__What is needed__
Each line of the listing below must be returned exactly.

__Materials provided__
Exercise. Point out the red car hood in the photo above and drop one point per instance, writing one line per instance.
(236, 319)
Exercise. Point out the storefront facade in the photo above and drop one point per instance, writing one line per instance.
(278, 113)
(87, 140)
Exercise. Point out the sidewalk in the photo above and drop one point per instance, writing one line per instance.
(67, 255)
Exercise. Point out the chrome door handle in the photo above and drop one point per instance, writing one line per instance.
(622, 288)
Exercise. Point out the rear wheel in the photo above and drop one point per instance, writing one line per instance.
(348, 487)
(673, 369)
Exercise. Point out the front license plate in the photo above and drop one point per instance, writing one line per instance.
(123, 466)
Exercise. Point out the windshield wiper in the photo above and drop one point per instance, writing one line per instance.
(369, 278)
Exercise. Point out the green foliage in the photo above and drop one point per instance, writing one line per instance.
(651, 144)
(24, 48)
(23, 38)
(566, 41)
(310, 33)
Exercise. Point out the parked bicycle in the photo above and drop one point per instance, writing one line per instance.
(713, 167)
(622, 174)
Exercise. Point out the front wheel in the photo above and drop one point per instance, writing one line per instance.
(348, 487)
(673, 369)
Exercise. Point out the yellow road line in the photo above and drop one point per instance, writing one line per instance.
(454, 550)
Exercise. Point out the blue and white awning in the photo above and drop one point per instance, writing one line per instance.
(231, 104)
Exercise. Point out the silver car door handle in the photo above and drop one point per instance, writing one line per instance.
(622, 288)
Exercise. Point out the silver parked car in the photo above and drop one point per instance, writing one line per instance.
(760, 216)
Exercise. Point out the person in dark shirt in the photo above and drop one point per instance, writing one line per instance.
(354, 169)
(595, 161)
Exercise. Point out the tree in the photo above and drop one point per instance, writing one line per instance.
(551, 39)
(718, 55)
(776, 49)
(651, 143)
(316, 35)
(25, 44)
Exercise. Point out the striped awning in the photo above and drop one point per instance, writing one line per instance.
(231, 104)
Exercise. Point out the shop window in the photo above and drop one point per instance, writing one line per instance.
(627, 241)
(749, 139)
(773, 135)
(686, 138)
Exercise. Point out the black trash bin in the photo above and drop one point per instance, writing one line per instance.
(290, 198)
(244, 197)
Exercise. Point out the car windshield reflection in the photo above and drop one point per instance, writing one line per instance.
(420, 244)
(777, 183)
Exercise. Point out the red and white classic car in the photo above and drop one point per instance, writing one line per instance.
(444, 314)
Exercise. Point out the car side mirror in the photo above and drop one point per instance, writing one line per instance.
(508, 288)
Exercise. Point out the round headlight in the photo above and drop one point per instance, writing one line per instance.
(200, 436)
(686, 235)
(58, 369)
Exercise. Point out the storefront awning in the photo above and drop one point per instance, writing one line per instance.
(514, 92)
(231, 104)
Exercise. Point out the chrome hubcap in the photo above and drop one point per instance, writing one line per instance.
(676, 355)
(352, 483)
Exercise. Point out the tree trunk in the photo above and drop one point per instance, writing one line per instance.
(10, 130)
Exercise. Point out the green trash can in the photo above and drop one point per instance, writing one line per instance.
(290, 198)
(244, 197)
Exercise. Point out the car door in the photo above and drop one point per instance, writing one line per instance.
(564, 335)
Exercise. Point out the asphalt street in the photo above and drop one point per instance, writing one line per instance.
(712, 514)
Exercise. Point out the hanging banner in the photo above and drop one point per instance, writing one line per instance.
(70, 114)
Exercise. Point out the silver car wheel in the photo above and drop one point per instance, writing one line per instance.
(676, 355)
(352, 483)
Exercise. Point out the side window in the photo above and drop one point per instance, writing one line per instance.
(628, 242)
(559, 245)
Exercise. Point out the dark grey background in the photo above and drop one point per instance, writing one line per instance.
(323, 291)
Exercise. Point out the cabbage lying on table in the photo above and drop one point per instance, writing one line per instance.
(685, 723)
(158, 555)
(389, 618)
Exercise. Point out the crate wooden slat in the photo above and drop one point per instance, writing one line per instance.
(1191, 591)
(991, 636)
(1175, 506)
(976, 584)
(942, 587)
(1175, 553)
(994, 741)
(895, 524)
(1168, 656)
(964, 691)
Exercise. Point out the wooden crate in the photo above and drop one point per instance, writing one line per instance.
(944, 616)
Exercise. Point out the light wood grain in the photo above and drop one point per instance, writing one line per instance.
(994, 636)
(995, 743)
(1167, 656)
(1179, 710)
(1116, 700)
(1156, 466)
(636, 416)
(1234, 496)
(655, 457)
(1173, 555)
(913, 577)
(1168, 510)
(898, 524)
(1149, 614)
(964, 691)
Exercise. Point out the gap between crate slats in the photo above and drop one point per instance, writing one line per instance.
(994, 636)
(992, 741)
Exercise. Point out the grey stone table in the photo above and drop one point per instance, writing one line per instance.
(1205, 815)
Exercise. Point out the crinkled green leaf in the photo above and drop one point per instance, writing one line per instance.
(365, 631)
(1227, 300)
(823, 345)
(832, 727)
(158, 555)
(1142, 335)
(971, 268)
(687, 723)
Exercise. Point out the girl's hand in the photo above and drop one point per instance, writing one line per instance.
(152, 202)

__Solution to the problem__
Exercise. Point out the red car hood in the photo above and drop one point per instance, writing one line per instance.
(236, 319)
Exercise. Point out the storefront facade in the photo above and drop one point per instance, writing one line per instance.
(278, 113)
(87, 140)
Exercise. Point out the sidewalk in the photo above and drop one point per instance, writing one line per instance.
(67, 255)
Exercise. Point out the chrome door handle in the photo above and drop one point per instance, writing one line per instance.
(622, 288)
Exercise. Point out the rear wheel in the photo above and drop one point per instance, writing one line per instance.
(348, 487)
(673, 369)
Exercise. Point out the front license plate in the photo above and drop one point per instance, writing one line per instance.
(123, 466)
Exercise. Point out the windshield wiper in the photo above and drop one point per instance, writing one line per instance.
(369, 278)
Exercise. Point out the green foliage in the photo above and drop one point per instance, writing one line per instance.
(651, 144)
(24, 48)
(23, 38)
(566, 41)
(310, 33)
Exercise. Point out the parked bicycle in the photo above and drop one point per instance, writing one line per instance.
(713, 167)
(622, 174)
Exercise. Point out the front wheel in the photo above and drop one point per instance, writing one line per instance.
(348, 487)
(673, 369)
Exercise. Point out the yellow road line in the photo above and drop one point per instance, writing one line per instance.
(454, 550)
Exercise. Point out the blue and white awning in the photo above and drop one point per instance, writing one line per instance.
(231, 104)
Exercise. Point out the silver car door handle in the photo above and drop one point per instance, writing one line per instance.
(622, 288)
Exercise. Point out the silver parked car in the photo above and drop one point per instance, writing one line per instance.
(760, 216)
Exercise. Point out the person in dark shirt in the photo above and drop one point per instance, writing one line per instance.
(354, 169)
(595, 161)
Exercise. Point out the tree in the photo above and drop one point per instance, writing one line per instance.
(551, 39)
(718, 55)
(776, 49)
(651, 143)
(316, 35)
(25, 44)
Exercise. Point out the striped awning in the photo above and drop one point per instance, writing one line per instance.
(231, 104)
Exercise. Point out the shop window in the photo above and drop one point per instance, writing one line per instance.
(627, 241)
(749, 139)
(773, 135)
(686, 138)
Exercise. Point out the black trash bin in the photo above and drop one point per instance, writing one line per instance.
(290, 198)
(244, 197)
Exercise. Point out the car windshield reflection in the photo above and drop one point per instance, writing one line per instance.
(420, 244)
(777, 183)
Exercise. Point out the red and white classic car in the photo above and drop one point per instance, writing one line per instance.
(444, 314)
Exercise. Point out the car side mirror in the photo above and drop one point per instance, writing one line per instance.
(508, 288)
Exercise. Point out the round headlight in the photo above and drop one point per instance, writing one line per instance.
(200, 436)
(686, 235)
(58, 369)
Exercise. Point out the storefront awning in the photo above and drop one point per instance, writing one line per instance.
(514, 92)
(231, 104)
Exercise. Point out the chrome hubcap in the photo above and drop one point per instance, writing one line per instance.
(676, 355)
(352, 483)
Exercise. Point out the tree trunk in the photo above and drop one point per instance, writing one line per instance.
(10, 130)
Exercise. Point out the green trash can in the photo above and drop one point per instance, writing one line per instance.
(290, 198)
(244, 197)
Exercise. Point out the car door in the photo above and drop one point per instance, writing one line per instance.
(564, 335)
Exercise. Point out the asphalt street in the photo above and drop one point per instance, writing one line per instance.
(712, 514)
Exercise. Point out the hanging banner in the photo above and drop one point per instance, writing one line per instance.
(70, 114)
Exercise. Point out the silver car wheel in the photo above and drop one point per instance, writing one line per instance.
(676, 355)
(352, 483)
Exercise. Point out the side window in the photo above and drop one point per instance, writing one line per instance.
(628, 242)
(559, 245)
Exercise. Point out the dark grey background in the photo above and drop one point per instance, writing one line per instance.
(323, 291)
Exercise. Point out the cabbage lying on table in the photo above and drop one point per instance, writing one line per instance.
(685, 723)
(158, 555)
(389, 618)
Exercise. Point out the crate wooden slat in the photo above and drop one point per instance, writing one line per instance.
(1191, 591)
(991, 636)
(1175, 506)
(976, 584)
(942, 587)
(1175, 553)
(994, 741)
(895, 524)
(1168, 656)
(964, 691)
Exercise. Point out the wooden crate in the photo above and drop one point per instance, writing one line per instance.
(944, 616)
Exercise. Point out the light wood grain in the photo above and drop one point per instance, writing one line per instance.
(994, 636)
(995, 743)
(1167, 656)
(1179, 710)
(1116, 700)
(1156, 466)
(636, 416)
(1234, 496)
(655, 457)
(1173, 555)
(913, 577)
(1168, 510)
(898, 524)
(1149, 614)
(964, 691)
Exercise. Point out the gap between crate slats in the photo above and drop one point per instance, writing one line per instance.
(994, 636)
(992, 741)
Exercise. Point out the grey stone table in the photo above and drop one point per instance, writing one line per instance.
(1205, 815)
Exercise. Point out the crinkled green leaf in the photo above and drop one point per instance, writing one line per instance.
(365, 631)
(1227, 300)
(823, 345)
(832, 727)
(158, 555)
(1142, 335)
(971, 268)
(687, 723)
Exercise. Point out the girl's hand in the photo above and drop one point per instance, writing one line per instance.
(152, 202)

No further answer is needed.